*** Opening of Passage for review ***
CT scan (CAT scan) with sedation or anesthesia
What is a CT scanner?
The CT scanner itself is a large machine with a hole in the center, which looks like a giant doughnut. Your child will lie still on a table that slides into and out of the opening while the machine takes pictures of the part of your child's body that is being investigated. Even though the machine is large and makes humming noises, it will not touch your child during the scan.
How does a CT scanner work?
An x-ray tube on a rotating gantry within the "doughnut" emits controlled, narrow beams of x-ray radiation, which pass through the body and get picked up by an array of electronic detectors. This produces many pictures in thin two-dimensional "slices" of the area under study. The slices are then assembled by a dedicated computer, which can compile them into detailed three-dimensional images that can be studied from all angles.
Why might a CT scan be needed?
In children, CT is often used to investigate head injuries or acute neurological symptoms, evaluate chronic sinus symptoms or hearing loss, diagnose appendicitis, evaluate masses, detect fractures or to help determine why a child has trouble breathing. Because it provides detailed views of many types of tissues, it is an excellent way to rule out disease and facilitate treatment.
Your child's doctor may request a CT scan to obtain specific diagnostic information that is not provided by or is complementary to information from other imaging technologies such as conventional x-rays, ultrasound, nuclear medicine or magnetic resonance imaging (MRI).
In emergencies, a CT scan can quickly reveal internal injuries and bleeding, providing important information to the medical team that may prove life-saving.
How should I prepare my child for the CT scan?
The most important thing is to tell your child in simple terms why the test is necessary. You can explain that the CT won't hurt and that the machine does not touch the body. However, there will likely be some discomfort when the nurse places the IV line needed to administer the sedation. It is important to carefully follow all the instructions we give you in advance so that the exam does not need to be rescheduled.
If your child will be receiving sedation:
- Do not give your child any solid foods or full liquids in the four hours before the test. Examples of solid foods are cereal, bread and candy. Examples of full liquids are milk, formula and orange juice.
*** Close of Passage for review ***
## Problem to work on
Resume the CT scan preparation text from the point where it stops. The records have no connection to the CT scan text.
*** Opening of Dataset ***
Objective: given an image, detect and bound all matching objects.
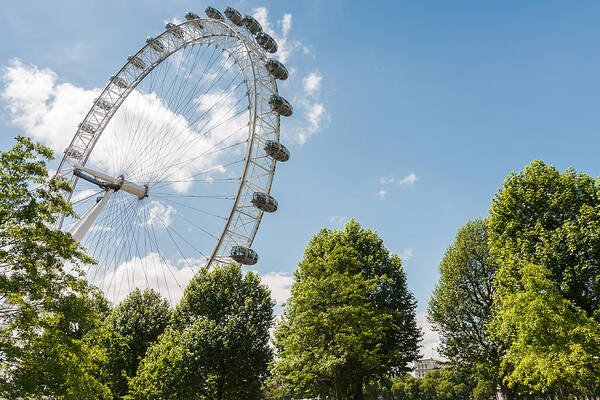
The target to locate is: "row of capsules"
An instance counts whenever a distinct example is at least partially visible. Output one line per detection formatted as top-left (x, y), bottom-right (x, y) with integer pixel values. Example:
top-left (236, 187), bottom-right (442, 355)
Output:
top-left (190, 7), bottom-right (293, 265)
*** Close of Dataset ***
## Answer area
- You may give your child clear liquids up to two hours before the time of the CT. Examples of clear liquids are water, tea without milk, broth and breast milk.
- If you have any questions about sedation, please call 617-355-6308 and ask to speak to the Radiology nurse
If your child will be receiving anesthesia:
The nurse will call you with instructions prior to the exam.
What should I expect when I bring my child to the hospital?
The day of your child's exam, come to the Radiology suite on the second floor of the main Boston hospital or on the first floor at our Waltham facility and check in at the front desk.
- After you have checked in, a technologist will greet you and explain the test in detail, answering any questions you or your child might have.
- A nurse, a nurse practitioner, a sedation-trained pediatrician, or an anesthesiologist will perform a physical examination and take your child's medical history. You will be allowed to stay with your child until he or she is taken into the CT room for a general anesthetic or sedation.
What happens during the CT scan?
The technologist positions and secures your child on the movable bed that slides into and out of the CT scanner. The technologist then performs the exam according to the imaging protocol specified by the radiologist. The technologist is in direct contact with the radiologist at all times.
What happens after the procedure?
- The radiologist reviews the pictures.
- Your child will be moved to a recovery area to be monitored.
- When your child is ready to go home, the recovery nurse will remove the IV and monitoring equipment.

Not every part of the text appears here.